» What you are asked to do: Lay out every item below as a numbered list, one line each, leaving out any blank lines.

» Record list:
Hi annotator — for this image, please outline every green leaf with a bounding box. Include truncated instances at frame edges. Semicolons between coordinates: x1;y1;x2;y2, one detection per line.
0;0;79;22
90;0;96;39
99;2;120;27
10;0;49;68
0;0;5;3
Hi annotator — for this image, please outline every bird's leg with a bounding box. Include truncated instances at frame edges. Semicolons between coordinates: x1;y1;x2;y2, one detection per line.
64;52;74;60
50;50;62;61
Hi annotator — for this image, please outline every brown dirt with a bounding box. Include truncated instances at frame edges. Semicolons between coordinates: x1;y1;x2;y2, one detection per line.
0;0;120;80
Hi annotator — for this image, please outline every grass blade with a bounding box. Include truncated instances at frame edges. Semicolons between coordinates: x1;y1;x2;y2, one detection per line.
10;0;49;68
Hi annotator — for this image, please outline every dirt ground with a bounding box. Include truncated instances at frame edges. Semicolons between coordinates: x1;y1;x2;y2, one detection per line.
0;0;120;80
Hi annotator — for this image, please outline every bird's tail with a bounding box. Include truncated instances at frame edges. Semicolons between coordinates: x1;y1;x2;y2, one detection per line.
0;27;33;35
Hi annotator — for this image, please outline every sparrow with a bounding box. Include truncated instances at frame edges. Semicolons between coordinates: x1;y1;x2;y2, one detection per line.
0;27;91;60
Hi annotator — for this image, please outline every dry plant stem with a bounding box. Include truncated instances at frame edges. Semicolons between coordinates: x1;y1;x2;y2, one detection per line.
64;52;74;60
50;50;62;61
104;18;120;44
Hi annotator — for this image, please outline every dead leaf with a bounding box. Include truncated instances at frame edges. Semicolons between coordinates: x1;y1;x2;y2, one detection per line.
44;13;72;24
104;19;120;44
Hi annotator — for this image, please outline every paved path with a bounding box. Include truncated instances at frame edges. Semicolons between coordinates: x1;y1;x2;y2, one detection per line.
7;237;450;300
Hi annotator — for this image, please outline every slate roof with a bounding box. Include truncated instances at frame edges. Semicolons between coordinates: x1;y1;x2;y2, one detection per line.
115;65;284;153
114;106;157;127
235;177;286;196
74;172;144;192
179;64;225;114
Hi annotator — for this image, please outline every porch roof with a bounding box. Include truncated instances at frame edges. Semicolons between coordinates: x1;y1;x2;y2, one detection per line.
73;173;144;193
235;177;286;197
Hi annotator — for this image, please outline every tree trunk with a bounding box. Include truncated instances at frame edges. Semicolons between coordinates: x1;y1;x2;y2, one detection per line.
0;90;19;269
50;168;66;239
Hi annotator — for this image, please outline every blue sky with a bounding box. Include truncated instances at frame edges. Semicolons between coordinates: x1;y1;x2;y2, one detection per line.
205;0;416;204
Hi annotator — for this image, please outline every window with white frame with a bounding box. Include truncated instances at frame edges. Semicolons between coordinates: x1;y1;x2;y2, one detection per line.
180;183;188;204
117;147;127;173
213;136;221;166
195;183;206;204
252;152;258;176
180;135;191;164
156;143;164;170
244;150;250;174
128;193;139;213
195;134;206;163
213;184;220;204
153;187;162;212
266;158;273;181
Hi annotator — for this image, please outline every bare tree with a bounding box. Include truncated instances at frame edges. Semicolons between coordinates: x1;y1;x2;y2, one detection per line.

» Result of this task:
1. Hi annotator — for this image, please outline every green leaf with a bounding box. Include truncated instances at frame edges. Semicolons between coordinates: x1;y1;x2;y2, one detection per line.
2. 0;0;79;22
3. 90;0;96;39
4. 99;2;120;27
5. 10;0;49;68
6. 0;0;5;3
7. Hi annotator — for this image, please outline every bird's leg with a bounding box. Include truncated instances at frame edges. Semicolons between coordinates: x1;y1;x2;y2, one detection per line.
8. 64;52;74;60
9. 50;50;62;61
10. Hi annotator — for this image, please outline every brown dirt with a bounding box. Include truncated instances at frame edges. Semicolons between coordinates: x1;y1;x2;y2, one detection per line.
11. 0;0;120;80
12. Hi annotator — for this image, please outline every grass blade with a bounding box. Include truncated instances at frame edges. Semicolons between coordinates: x1;y1;x2;y2, one detection per line.
13. 10;0;49;68
14. Hi annotator — for this image, please outline every dirt ground with a bounding box. Include truncated instances at frame edges. Semicolons between coordinates: x1;y1;x2;y2, one detection per line.
15. 0;0;120;80
16. Hi annotator — for this image, please outline every bird's tail with a bounding box. Include truncated instances at frame edges. Semicolons between coordinates: x1;y1;x2;y2, one detection per line.
17. 0;27;33;35
18. Hi annotator — for this image, please outline every sparrow with a bounding box. Include truncated instances at frame edges. Semicolons between coordinates: x1;y1;x2;y2, one detection per line.
19. 0;27;91;60
20. Hi annotator — for this image, please outline every dry plant stem with a bounding box. Include truncated instances at frame edges. Semicolons between coordinates: x1;y1;x2;y2, one detection per line.
21. 64;52;74;60
22. 50;50;62;61
23. 104;18;120;44
24. Hi annotator — for this image, please outline every dead leaf with a bounding box. Include truncated instances at frame edges. Semicolons between coordinates: x1;y1;x2;y2, one detection per line.
25. 44;13;72;24
26. 104;19;120;44
27. Hi annotator — for this image, please outline every paved path with a bounding box. Include truncated instances at frame edges. Semicolons between coordinates: x1;y1;x2;y2, one detection per line.
28. 7;237;450;300
29. Hi annotator — for this image, please outline every slate roof with a bounding box. Include truncated instances at frame edges. Semicolons between coordinates: x1;y1;x2;y2, one detection per line.
30. 115;65;284;153
31. 114;106;157;127
32. 235;177;286;196
33. 74;172;144;192
34. 179;64;225;114
35. Hi annotator — for this image, please outline every porch roof with a bounding box. Include truncated instances at frame edges. Semicolons between coordinates: x1;y1;x2;y2, one detection per line.
36. 73;173;144;193
37. 235;177;286;197
38. Hi annotator — for this image, please outline every tree trunk with a bounding box. Include truncated instances at frame edges. Semicolons between coordinates: x1;y1;x2;y2, one detection per line.
39. 0;90;19;269
40. 50;168;66;239
41. Hi annotator — for this image, please outline every blue sky with a bounding box. Include truncated instances at frame edges. Semicolons between coordinates: x1;y1;x2;y2, one detection per line.
42. 205;0;416;204
43. Hi annotator — for this image, please outline every window with white frame with a bounding box. Include truncated instances at frame edges. Semicolons between coordinates: x1;y1;x2;y2, one detection per line.
44. 180;183;188;204
45. 117;147;127;173
46. 213;136;221;166
47. 195;183;206;204
48. 252;152;258;176
49. 180;135;191;164
50. 156;143;164;170
51. 244;150;250;174
52. 128;193;139;213
53. 195;134;206;163
54. 213;184;220;204
55. 153;187;162;212
56. 266;158;273;181
57. Hi annotator — for this image, please outline every bare tree with a bounding box. Include truncated instances at frame edges. Semicolons between coordinates: x1;y1;x2;y2, one detection per line.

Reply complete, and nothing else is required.